*TASK INSTRUCTIONS*. Pick out every line of the material below that contains the word "rear", and copy each one in full.

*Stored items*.

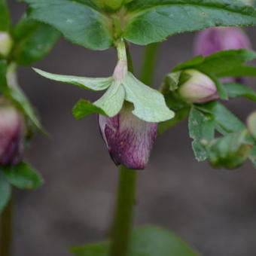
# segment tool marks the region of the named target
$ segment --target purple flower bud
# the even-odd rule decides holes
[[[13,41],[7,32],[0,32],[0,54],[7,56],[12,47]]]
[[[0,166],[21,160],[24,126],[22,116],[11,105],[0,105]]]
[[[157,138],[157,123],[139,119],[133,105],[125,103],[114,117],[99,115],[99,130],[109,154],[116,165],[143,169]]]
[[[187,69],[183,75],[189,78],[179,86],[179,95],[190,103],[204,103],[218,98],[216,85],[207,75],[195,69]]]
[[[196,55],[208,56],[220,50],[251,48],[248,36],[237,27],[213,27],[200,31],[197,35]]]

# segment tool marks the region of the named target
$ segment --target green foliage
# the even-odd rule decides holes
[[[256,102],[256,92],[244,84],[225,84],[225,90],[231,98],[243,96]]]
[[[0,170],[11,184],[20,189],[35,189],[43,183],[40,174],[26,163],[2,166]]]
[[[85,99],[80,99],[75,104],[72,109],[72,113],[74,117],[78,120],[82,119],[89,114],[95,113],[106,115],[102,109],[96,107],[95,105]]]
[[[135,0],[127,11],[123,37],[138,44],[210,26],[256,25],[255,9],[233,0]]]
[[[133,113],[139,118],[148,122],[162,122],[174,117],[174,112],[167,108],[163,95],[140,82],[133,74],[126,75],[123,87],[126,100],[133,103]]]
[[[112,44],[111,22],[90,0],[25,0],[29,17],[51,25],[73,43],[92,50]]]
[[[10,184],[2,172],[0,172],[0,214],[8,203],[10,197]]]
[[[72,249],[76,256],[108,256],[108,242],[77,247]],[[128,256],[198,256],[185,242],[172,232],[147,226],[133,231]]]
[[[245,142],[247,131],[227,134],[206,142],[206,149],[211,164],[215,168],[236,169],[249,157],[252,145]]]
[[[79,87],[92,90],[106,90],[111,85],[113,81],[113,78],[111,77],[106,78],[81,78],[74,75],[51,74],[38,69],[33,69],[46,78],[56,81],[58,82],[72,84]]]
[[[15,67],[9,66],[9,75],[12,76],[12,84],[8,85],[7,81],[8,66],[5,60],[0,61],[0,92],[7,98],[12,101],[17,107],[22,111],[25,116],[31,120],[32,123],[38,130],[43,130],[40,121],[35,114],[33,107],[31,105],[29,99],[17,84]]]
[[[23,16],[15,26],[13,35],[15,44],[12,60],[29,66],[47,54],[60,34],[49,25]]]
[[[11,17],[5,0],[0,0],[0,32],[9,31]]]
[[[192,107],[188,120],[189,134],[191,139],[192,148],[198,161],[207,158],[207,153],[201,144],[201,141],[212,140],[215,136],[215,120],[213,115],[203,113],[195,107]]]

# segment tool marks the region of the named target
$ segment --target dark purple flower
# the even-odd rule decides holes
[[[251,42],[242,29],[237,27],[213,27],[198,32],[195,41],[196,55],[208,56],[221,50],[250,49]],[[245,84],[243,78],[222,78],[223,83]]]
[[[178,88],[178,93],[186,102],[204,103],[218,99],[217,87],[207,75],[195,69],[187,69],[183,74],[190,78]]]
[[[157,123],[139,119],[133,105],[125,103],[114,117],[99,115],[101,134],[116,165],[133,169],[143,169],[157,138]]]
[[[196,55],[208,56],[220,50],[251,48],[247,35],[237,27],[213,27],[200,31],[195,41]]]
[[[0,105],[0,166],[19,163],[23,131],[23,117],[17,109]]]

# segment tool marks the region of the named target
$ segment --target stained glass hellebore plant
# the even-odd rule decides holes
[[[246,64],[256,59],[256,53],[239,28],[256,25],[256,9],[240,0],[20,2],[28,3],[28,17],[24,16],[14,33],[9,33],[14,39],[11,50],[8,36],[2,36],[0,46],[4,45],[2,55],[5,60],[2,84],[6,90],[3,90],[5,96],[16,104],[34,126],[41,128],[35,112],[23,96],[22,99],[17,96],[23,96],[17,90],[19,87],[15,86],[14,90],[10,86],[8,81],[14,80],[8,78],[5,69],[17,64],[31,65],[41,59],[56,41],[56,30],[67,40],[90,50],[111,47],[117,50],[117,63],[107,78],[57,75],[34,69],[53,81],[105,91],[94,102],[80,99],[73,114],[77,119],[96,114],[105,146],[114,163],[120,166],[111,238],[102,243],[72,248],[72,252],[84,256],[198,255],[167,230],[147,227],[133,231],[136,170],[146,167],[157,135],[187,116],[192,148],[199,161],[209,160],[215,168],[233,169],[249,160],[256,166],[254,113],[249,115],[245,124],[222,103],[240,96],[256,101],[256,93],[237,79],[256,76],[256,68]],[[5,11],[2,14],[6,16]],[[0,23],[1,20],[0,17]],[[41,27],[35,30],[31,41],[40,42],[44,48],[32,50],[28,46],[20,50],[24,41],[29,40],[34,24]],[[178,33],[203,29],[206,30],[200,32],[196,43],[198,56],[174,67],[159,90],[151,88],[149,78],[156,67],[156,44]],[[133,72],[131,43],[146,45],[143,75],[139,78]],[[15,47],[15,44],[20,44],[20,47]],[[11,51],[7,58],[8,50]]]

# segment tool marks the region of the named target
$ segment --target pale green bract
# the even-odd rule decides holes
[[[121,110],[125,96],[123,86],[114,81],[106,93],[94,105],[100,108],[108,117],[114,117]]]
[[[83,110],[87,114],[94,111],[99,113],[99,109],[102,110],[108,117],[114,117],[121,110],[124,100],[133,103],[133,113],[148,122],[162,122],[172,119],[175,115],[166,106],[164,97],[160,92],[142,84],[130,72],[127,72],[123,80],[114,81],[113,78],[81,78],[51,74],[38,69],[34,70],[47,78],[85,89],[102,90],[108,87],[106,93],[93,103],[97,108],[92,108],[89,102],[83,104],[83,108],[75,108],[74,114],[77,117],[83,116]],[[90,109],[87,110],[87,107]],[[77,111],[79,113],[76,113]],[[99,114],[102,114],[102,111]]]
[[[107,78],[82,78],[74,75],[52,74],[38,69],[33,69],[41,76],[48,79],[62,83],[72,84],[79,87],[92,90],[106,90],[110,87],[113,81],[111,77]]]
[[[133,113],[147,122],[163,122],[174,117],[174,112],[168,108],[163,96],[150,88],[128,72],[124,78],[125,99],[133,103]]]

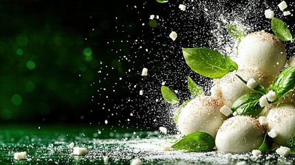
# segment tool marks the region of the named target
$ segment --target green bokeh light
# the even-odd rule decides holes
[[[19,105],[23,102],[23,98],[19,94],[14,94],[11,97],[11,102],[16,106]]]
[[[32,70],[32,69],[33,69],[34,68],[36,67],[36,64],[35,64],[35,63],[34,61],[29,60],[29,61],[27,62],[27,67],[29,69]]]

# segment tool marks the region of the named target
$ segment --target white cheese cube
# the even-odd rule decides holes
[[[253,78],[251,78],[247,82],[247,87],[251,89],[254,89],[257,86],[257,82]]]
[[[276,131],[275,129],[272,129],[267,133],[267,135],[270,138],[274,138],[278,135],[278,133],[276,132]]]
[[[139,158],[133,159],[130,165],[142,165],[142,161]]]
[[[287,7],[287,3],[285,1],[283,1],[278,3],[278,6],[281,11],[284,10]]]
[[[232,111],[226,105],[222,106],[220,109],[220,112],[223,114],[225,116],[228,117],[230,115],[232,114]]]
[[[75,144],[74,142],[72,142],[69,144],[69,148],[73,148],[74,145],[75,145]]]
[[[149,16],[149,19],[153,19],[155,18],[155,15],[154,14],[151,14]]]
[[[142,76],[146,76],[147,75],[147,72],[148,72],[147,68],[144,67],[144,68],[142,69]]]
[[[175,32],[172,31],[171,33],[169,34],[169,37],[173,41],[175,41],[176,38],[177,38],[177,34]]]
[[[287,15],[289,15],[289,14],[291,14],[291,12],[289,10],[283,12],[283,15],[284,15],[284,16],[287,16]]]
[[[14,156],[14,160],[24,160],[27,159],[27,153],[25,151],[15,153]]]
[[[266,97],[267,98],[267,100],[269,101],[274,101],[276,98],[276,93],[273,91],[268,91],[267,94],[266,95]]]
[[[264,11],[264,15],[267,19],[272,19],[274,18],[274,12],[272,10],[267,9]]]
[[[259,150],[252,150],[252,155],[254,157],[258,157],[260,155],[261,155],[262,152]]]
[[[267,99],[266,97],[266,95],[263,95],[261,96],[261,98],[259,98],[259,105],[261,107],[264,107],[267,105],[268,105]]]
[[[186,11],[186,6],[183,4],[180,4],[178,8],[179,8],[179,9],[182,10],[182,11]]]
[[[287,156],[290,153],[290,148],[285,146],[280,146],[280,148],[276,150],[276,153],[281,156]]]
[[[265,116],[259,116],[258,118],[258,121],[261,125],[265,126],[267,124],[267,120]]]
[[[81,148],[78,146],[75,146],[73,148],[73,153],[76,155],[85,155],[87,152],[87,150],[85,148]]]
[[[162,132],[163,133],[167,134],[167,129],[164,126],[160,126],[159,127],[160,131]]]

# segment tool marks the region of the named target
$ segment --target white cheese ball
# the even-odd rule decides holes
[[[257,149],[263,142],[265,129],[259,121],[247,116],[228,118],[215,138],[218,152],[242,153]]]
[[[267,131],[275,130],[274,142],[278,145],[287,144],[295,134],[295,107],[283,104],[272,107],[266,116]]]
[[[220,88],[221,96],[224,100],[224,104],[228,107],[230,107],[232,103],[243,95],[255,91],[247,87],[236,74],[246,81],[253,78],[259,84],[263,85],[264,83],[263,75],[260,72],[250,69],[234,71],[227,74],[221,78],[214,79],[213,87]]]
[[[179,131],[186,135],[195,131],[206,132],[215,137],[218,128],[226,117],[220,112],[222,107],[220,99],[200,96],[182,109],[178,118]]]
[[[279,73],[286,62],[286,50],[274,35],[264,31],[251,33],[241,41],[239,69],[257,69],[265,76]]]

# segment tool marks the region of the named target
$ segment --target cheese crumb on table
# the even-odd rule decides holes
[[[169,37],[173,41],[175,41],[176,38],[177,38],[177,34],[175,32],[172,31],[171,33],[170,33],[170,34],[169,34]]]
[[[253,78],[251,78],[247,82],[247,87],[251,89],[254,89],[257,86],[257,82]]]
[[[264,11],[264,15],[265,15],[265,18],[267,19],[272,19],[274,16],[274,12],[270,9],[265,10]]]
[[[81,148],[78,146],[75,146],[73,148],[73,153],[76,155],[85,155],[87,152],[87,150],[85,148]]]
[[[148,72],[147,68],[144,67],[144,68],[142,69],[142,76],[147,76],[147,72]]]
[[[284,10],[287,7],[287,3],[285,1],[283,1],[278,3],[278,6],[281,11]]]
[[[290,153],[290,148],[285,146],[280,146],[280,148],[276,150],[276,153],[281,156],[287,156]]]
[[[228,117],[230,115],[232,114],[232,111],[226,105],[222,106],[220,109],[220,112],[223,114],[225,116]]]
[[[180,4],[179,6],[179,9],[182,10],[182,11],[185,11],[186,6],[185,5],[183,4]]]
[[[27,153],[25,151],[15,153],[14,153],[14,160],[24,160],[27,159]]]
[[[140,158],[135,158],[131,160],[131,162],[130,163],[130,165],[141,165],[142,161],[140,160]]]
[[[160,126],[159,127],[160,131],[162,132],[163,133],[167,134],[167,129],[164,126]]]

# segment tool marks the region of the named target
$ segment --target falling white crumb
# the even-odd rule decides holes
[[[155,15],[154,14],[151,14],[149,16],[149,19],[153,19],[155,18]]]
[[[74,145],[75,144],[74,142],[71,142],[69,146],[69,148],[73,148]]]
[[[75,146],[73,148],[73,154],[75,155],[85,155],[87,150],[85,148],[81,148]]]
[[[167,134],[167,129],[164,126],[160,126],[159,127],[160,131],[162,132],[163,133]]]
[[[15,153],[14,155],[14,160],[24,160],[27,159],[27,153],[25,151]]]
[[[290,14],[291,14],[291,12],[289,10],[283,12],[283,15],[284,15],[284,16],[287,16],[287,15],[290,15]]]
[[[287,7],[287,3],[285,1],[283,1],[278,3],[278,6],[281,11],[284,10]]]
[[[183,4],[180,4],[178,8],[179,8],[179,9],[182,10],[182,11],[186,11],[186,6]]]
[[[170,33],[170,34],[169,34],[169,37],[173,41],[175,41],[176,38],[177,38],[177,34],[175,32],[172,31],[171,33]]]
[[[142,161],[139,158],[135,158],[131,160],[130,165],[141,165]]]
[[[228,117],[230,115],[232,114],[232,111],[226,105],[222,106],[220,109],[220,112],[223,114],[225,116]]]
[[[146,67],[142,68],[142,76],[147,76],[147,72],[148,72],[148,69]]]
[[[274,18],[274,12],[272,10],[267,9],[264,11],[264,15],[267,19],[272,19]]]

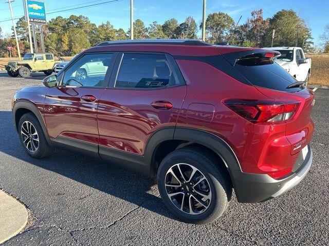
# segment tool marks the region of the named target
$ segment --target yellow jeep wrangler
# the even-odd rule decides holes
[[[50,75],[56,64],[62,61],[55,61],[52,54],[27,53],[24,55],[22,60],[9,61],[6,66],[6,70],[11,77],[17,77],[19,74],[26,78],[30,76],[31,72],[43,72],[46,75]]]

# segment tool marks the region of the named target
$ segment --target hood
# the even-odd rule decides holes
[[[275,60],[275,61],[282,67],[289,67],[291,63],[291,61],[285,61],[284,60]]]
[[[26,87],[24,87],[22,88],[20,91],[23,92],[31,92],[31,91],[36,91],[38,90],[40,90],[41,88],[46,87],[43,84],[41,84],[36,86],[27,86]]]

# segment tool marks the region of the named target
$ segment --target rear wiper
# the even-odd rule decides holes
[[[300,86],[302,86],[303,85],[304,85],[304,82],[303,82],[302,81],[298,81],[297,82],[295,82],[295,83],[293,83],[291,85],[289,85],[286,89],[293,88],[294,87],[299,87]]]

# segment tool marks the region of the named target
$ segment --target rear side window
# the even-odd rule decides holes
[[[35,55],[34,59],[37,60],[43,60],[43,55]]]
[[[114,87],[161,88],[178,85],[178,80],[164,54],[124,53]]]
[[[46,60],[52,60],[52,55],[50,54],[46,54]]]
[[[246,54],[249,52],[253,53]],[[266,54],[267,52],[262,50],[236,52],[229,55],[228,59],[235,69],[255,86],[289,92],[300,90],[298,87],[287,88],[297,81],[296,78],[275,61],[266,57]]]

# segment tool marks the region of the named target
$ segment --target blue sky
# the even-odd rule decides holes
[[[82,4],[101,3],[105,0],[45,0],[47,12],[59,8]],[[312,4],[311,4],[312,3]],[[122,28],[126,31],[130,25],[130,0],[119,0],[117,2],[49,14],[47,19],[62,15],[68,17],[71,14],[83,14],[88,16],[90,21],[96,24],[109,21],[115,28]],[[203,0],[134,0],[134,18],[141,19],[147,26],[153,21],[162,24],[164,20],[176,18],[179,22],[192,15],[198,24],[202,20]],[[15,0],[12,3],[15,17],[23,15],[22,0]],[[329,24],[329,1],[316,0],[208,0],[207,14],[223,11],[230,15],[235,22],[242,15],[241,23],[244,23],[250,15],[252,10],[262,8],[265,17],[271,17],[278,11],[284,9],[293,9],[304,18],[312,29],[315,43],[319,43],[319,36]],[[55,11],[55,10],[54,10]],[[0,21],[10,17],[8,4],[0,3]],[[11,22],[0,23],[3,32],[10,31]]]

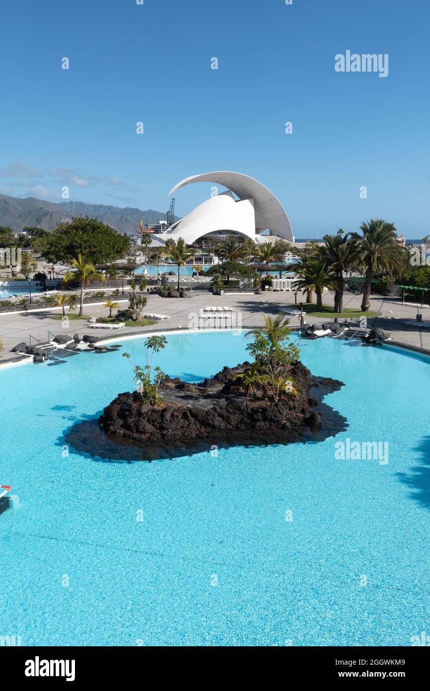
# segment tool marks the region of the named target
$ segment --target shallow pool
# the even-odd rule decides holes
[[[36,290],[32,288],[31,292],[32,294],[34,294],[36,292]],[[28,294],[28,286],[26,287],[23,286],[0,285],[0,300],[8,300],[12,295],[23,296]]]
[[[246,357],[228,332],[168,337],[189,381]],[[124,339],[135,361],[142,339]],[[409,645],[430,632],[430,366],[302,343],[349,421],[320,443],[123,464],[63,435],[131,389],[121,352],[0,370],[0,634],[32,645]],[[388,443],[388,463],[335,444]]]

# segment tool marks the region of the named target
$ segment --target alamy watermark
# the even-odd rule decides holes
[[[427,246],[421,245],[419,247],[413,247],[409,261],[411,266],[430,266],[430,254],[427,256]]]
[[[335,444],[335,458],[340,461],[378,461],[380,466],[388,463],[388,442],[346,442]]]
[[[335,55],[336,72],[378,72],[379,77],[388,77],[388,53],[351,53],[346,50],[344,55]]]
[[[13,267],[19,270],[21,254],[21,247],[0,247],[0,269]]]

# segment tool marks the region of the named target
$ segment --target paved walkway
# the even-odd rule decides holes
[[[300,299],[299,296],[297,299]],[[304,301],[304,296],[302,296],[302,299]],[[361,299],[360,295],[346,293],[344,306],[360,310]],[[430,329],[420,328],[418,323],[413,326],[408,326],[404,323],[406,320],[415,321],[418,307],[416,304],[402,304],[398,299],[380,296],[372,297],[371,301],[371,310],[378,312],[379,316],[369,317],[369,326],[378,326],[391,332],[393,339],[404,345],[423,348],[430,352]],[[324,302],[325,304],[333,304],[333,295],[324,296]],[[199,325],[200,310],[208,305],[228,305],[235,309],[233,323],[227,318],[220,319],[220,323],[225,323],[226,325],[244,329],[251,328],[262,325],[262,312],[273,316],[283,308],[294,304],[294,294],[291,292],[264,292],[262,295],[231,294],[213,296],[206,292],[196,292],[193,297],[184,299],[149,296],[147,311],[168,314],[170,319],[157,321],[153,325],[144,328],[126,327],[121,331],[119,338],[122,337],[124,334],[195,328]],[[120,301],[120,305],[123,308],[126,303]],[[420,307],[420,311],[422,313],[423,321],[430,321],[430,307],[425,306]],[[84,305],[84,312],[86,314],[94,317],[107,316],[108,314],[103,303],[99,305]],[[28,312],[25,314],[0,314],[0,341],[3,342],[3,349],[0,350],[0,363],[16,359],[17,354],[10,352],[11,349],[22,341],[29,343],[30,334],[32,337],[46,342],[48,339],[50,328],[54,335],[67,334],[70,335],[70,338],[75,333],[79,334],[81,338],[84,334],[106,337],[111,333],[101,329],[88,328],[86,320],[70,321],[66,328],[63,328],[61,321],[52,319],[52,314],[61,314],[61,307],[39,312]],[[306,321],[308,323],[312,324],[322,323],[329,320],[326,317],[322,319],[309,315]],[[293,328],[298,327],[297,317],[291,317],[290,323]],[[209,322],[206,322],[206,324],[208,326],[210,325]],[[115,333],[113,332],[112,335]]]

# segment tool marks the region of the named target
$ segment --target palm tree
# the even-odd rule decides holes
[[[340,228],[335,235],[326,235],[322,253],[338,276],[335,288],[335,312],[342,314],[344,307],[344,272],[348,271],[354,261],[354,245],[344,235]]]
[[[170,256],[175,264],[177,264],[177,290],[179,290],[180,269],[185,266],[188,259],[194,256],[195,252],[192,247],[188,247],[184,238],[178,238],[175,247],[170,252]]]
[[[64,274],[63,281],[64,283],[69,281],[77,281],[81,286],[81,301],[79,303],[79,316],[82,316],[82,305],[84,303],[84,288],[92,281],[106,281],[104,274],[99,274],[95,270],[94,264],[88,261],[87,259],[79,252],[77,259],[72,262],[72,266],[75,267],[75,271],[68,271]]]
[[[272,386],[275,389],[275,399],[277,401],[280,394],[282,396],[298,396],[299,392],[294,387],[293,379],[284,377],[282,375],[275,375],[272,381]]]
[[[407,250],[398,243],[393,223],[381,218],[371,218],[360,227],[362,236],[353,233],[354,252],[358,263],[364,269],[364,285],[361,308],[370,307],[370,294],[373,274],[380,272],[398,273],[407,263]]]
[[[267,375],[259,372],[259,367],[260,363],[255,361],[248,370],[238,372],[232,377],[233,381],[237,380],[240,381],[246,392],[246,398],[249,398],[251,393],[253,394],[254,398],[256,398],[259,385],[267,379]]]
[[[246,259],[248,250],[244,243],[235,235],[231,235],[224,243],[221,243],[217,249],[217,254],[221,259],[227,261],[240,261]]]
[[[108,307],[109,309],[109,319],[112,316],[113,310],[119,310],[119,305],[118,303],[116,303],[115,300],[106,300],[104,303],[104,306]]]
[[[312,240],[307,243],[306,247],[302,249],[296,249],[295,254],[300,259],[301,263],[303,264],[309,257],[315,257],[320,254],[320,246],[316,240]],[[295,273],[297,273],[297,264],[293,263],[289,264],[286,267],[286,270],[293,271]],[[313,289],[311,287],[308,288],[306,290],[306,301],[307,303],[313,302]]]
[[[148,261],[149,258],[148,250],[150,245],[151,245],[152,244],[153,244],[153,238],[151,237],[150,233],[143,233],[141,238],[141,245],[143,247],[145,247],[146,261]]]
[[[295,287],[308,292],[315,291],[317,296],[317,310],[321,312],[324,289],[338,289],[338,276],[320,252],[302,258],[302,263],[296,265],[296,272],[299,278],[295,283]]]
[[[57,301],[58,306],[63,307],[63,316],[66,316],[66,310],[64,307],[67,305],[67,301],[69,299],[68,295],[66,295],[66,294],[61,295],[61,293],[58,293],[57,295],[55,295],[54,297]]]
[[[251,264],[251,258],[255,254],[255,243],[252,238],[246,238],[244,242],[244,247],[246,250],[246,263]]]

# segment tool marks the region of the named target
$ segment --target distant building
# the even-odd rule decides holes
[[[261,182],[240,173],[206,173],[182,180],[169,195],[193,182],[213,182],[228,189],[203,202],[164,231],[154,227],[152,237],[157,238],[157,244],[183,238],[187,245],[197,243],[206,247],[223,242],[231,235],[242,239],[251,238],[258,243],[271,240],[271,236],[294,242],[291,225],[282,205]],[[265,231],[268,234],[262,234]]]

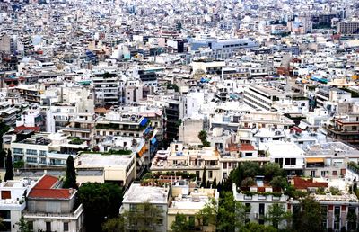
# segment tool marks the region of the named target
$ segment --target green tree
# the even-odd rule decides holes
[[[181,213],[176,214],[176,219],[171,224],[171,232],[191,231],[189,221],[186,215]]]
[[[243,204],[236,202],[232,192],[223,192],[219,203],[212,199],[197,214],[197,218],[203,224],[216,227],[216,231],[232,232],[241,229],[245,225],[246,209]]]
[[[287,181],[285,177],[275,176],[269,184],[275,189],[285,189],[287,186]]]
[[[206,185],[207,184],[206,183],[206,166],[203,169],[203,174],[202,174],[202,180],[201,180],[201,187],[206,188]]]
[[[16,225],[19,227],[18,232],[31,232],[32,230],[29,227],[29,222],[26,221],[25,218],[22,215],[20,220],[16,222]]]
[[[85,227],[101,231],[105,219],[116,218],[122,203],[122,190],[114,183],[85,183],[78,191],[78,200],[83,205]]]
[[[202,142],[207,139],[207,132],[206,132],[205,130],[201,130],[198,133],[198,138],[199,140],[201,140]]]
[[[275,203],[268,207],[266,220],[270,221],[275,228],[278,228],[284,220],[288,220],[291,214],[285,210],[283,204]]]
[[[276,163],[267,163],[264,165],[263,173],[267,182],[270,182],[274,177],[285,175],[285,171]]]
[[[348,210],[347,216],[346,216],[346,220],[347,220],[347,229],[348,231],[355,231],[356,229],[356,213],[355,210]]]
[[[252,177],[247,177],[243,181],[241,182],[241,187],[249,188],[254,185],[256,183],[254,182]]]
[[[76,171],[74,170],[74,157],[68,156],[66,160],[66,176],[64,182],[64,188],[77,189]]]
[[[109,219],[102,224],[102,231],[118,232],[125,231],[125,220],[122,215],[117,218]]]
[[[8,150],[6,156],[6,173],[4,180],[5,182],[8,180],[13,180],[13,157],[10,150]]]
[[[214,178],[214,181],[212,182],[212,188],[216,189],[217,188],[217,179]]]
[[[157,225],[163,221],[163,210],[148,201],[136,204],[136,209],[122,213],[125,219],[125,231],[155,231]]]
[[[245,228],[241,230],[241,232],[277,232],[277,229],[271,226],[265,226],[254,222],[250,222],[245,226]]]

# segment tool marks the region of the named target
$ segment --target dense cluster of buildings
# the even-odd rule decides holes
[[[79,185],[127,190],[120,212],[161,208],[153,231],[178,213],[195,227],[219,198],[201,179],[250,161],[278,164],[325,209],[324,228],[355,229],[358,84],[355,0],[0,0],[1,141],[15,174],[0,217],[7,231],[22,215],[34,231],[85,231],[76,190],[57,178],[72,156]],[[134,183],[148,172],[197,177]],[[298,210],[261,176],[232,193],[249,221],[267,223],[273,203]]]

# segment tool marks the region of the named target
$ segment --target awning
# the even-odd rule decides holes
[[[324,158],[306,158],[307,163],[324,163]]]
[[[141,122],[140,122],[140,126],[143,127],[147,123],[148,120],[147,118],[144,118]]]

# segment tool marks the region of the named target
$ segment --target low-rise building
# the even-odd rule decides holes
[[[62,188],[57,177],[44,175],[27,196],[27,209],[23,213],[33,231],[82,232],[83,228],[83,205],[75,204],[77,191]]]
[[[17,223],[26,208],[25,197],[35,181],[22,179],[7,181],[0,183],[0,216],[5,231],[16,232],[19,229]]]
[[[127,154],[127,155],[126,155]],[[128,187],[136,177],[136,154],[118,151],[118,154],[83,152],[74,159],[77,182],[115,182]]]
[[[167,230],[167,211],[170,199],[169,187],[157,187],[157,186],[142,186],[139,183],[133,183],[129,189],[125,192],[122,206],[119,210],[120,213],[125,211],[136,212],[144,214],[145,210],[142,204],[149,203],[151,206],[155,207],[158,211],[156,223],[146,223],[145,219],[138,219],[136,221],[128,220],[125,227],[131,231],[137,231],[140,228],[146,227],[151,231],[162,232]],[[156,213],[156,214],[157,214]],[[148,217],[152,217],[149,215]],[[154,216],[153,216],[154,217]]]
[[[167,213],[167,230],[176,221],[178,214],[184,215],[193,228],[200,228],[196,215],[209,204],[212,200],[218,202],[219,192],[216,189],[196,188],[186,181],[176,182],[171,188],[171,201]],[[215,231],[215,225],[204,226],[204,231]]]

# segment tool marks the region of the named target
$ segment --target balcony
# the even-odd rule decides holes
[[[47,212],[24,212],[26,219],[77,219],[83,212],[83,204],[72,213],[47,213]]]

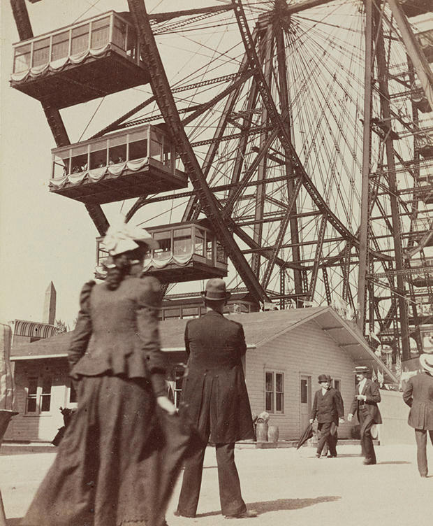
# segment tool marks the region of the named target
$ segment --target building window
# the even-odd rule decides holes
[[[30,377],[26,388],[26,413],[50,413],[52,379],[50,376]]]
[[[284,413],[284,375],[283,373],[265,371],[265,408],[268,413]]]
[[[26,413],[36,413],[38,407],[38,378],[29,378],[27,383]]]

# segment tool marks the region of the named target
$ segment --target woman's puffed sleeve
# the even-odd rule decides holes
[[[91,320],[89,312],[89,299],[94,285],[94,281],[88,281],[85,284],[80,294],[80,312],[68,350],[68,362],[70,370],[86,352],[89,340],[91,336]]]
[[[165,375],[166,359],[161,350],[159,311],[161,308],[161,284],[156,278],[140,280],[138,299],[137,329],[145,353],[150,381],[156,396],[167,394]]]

*WORKED ANSWER*.
$ segment --target rear wiper
$ segment --target rear side window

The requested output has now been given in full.